Tasks for this exercise:
(1) Print the part of the Champions of the Earth article that begins at the words "During the ceremony, Achim" and stops after "your hectic schedule.".
(2) Name every kind of participant the Champions of the Earth article lists among the families in the Sierra Gorda who joined the environmental movement.
(3) According to the Champions of the Earth article, in which category did Martha Isabel Ruiz Corzo receive the award?

Given text:
* * *

Martha Ruiz Corzo Wins Champions of the Earth 2013 Award

15 October 2013

On 18th September 2013 in New York City, distinguished pioneers and leaders in environmental conservation were recognized with the United Nations Environment Programme's (UNEP) "Champions of the Earth" Award.

Among the list of award-winners, were Janez Potocnik, European Commissioner for the Environment; Carlo Petrini, founder of the Slow Food movement; Izabella Teixeira, Brazil's Environment Minister and Veerabhadran Ramanathan, Professor at the Scripps Institution of Oceanography, UCSD.

Mexican Martha Isabel Ruiz Corzo, Director of Grupo Ecológico Sierra Gorda, received the award in the category of "Inspiration and Action".

"I'm sure that after this recognition, the strategies and solutions that we are putting into place in the Sierra Gorda will be scaled-up. This award will validate our work and give us presence and visibility on an international scale, so that the participative conservation tools that we have developed can be replicated throughout Mexico", she said on UN Radio.

Thanks to Ruiz Corzo's passionate work and a large team of environmental educators, hundreds of families in the Sierra Gorda, including farmers, forest owners, people reforesting, students and micro-entrepreneurs have become part of an environmental movement that really makes conservation possible. Ruiz Corzo has been creating a conservation economy in the Sierra Gorda, making conservation an economic activity for many people in the area, especially for those who receive payments for environmental services. Her vision has developed ecosystem products, such as, carbon offsets to protect biodiversity and combat poverty. It is the eighth time these prestigious accolades have been awarded and they are the UN's highest recognition of environmental achievement.

During the ceremony, Achim Steiner, UNEP Executive Director, drew attention to Martha Isabel Ruiz Corzo's work:

"Let me thank UNEP Goodwill Ambassador, committed environmentalist, entrepreneur, and fashion icon Gisele Bundchen for gracing these awards too. Gisele, when we call on you, you are so often there for UNEP when we need you despite your hectic schedule.

Welcome to the American Natural History Museum-the second time that Champions of the Earth has been held here.

They are made to men and woman who are truly outstanding in their own right and as sometimes part of a wider effort by communities, countries, companies and cities to stand up, be counted and be catalytic in respect to the environment-in respect to a sustainable future.

Our co-winner for the Inspiration and Action category is a woman who, from her native Mexico, has become a beacon for those determined to make sense of nature and the natural environment in the context of the poor and livelihood-generation.

Today, and as a result of summits like Rio+20 and the work of UNEP and its Green Economy initiative-due too to The Economics of Ecosystems and Biodiversity launched via the G8-the world is awakening to the multi-trillion dollar services nature generates, from providing precious fresh water, natural ingredients for medicines, sites for eco-tourism, and countless more services on which economies across the world depend. The world is awakening also to the fact that the GDP of the poor is often dependent on the environment and its natural capital.

* * *

Provided material:
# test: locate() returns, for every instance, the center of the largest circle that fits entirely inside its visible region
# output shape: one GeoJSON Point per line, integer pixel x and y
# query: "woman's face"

* * *

Task answers:
(1)
During the ceremony, Achim Steiner, UNEP Executive Director, drew attention to Martha Isabel Ruiz Corzo's work:

"Let me thank UNEP Goodwill Ambassador, committed environmentalist, entrepreneur, and fashion icon Gisele Bundchen for gracing these awards too. Gisele, when we call on you, you are so often there for UNEP when we need you despite your hectic schedule.

(2) Farmers, forest owners, people reforesting, students, and micro-entrepreneurs.

(3) "Inspiration and Action"